___ Available records ___

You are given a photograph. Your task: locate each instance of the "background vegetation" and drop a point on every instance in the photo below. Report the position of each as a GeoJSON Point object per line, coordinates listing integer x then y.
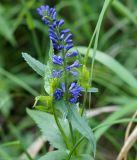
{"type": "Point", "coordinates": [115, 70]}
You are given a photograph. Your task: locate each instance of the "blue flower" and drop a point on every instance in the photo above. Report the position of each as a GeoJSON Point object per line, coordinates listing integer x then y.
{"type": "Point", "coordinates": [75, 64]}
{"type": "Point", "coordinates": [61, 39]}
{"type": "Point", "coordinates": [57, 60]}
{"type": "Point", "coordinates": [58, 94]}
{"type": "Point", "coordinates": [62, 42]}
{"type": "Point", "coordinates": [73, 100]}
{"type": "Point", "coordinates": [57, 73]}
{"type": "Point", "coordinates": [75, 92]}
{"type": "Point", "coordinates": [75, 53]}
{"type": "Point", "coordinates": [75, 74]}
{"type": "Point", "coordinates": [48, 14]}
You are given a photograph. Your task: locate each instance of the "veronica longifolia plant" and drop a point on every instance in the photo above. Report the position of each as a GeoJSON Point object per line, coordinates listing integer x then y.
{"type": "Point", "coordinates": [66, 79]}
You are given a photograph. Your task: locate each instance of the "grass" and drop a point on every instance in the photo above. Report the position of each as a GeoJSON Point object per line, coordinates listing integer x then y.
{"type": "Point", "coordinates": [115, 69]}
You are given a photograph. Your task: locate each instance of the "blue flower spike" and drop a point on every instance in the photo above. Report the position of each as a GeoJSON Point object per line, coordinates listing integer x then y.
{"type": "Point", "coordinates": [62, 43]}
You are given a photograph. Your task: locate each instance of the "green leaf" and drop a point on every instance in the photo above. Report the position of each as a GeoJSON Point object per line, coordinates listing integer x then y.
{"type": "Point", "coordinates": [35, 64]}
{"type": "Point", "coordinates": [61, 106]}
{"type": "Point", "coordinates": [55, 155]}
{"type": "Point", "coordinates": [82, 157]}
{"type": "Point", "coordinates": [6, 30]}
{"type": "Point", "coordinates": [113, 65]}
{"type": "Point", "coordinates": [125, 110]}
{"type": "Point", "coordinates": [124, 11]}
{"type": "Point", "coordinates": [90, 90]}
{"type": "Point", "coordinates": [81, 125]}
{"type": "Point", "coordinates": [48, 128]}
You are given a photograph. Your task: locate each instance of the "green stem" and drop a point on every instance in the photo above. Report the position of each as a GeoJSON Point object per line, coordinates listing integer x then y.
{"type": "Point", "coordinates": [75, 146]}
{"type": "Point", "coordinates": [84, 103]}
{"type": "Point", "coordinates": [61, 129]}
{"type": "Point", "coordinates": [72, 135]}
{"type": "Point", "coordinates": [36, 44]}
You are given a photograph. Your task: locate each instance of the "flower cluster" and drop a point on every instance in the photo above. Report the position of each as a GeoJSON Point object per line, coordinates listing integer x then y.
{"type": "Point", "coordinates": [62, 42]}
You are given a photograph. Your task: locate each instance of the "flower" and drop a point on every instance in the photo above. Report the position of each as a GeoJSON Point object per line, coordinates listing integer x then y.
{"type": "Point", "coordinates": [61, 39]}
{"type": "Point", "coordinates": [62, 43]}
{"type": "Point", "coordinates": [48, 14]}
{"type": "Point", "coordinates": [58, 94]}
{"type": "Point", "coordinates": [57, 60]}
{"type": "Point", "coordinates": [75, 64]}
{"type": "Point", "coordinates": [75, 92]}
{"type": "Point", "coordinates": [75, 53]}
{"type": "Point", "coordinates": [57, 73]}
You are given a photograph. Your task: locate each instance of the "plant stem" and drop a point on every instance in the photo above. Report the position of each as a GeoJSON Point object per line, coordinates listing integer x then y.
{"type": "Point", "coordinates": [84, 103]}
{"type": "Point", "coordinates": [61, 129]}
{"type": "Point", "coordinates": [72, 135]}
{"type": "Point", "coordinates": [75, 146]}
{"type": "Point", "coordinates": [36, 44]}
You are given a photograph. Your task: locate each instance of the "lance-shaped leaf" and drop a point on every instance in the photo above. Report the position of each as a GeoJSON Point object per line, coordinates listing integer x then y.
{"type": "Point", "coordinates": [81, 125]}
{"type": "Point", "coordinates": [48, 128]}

___

Leave the pictures out, and print every line of the listing exactly as written.

- [The completed task]:
You are given a photograph. Your task: locate each instance of the "background vegetation" and drop a point on every instance in the photo below. Report the position of each as a GeoJSON Point object per line, coordinates listing integer x then y.
{"type": "Point", "coordinates": [115, 70]}
You are given a photograph. Your task: locate each instance of the "blue flower" and drop a point on every instance in the photo above. Report the position of each as a GeoJSON Point object per line, coordinates listing integer x then y.
{"type": "Point", "coordinates": [75, 64]}
{"type": "Point", "coordinates": [61, 39]}
{"type": "Point", "coordinates": [57, 60]}
{"type": "Point", "coordinates": [58, 94]}
{"type": "Point", "coordinates": [62, 42]}
{"type": "Point", "coordinates": [73, 100]}
{"type": "Point", "coordinates": [57, 73]}
{"type": "Point", "coordinates": [75, 92]}
{"type": "Point", "coordinates": [75, 53]}
{"type": "Point", "coordinates": [75, 74]}
{"type": "Point", "coordinates": [48, 14]}
You are given a photograph. Your task: locate each instance of the "veronica longifolia plant" and drop a point on every instance in the photo above. Report the position of each as a GeoJSON Point object per line, coordinates listing integer x then y.
{"type": "Point", "coordinates": [66, 79]}
You are given a photograph. Your task: locate each instance of the "grass" and drop a point on every instance in the photo above. Report the position of each as a GeoJSON Point object per line, coordinates listing integer x then y.
{"type": "Point", "coordinates": [115, 69]}
You are given a photograph. Your task: locate each instance of the "blue flower spike" and drop a point on every instance in the photo above. Report the position of each as a GeoJSON Point object per line, coordinates listing integer x then y.
{"type": "Point", "coordinates": [62, 43]}
You are given a photograph. Your task: locate each instance of the "green leaf" and drop a point on every instance in the photo above. Report the position of each as a GeoJSON Point object per line, coordinates listing integer x then y.
{"type": "Point", "coordinates": [35, 64]}
{"type": "Point", "coordinates": [61, 106]}
{"type": "Point", "coordinates": [55, 155]}
{"type": "Point", "coordinates": [82, 157]}
{"type": "Point", "coordinates": [6, 30]}
{"type": "Point", "coordinates": [113, 65]}
{"type": "Point", "coordinates": [125, 110]}
{"type": "Point", "coordinates": [124, 11]}
{"type": "Point", "coordinates": [90, 90]}
{"type": "Point", "coordinates": [81, 125]}
{"type": "Point", "coordinates": [48, 128]}
You are given a photograph. Your task: locate each instance of the "green stem" and drop a point on every instance in the photo above. Report the position of each as a GeoJSON Point object per line, coordinates listing integer x then y.
{"type": "Point", "coordinates": [75, 146]}
{"type": "Point", "coordinates": [84, 103]}
{"type": "Point", "coordinates": [61, 129]}
{"type": "Point", "coordinates": [72, 135]}
{"type": "Point", "coordinates": [36, 44]}
You are given a photograph. Your task: locate each instance of the "flower cluster" and drop a point on every instance in the photo above. Report the position of each as a GeoJSON Point object per line, coordinates listing integer x then y.
{"type": "Point", "coordinates": [62, 42]}
You are given a photograph. Your task: locate each instance of the "flower" and drop a point on every instance in the photo above. Report the position of each as a GeoJSON Point object per line, coordinates listing integer x then y.
{"type": "Point", "coordinates": [61, 39]}
{"type": "Point", "coordinates": [62, 43]}
{"type": "Point", "coordinates": [48, 14]}
{"type": "Point", "coordinates": [58, 94]}
{"type": "Point", "coordinates": [57, 60]}
{"type": "Point", "coordinates": [75, 64]}
{"type": "Point", "coordinates": [75, 92]}
{"type": "Point", "coordinates": [75, 53]}
{"type": "Point", "coordinates": [57, 73]}
You are given a photograph. Your task: locate each instance of the "plant stem" and drop a point on every instance in the photo above. Report the position of each as a GeoJSON Point object per line, coordinates listing integer x then y.
{"type": "Point", "coordinates": [84, 103]}
{"type": "Point", "coordinates": [61, 129]}
{"type": "Point", "coordinates": [72, 135]}
{"type": "Point", "coordinates": [75, 146]}
{"type": "Point", "coordinates": [36, 44]}
You are given a photograph. Your task: locate each instance of the "lance-shaped leaf" and drop a point on every instance in the photo above. Report the position of each as a GeoJSON Point object per line, coordinates listing integer x then y.
{"type": "Point", "coordinates": [81, 125]}
{"type": "Point", "coordinates": [48, 128]}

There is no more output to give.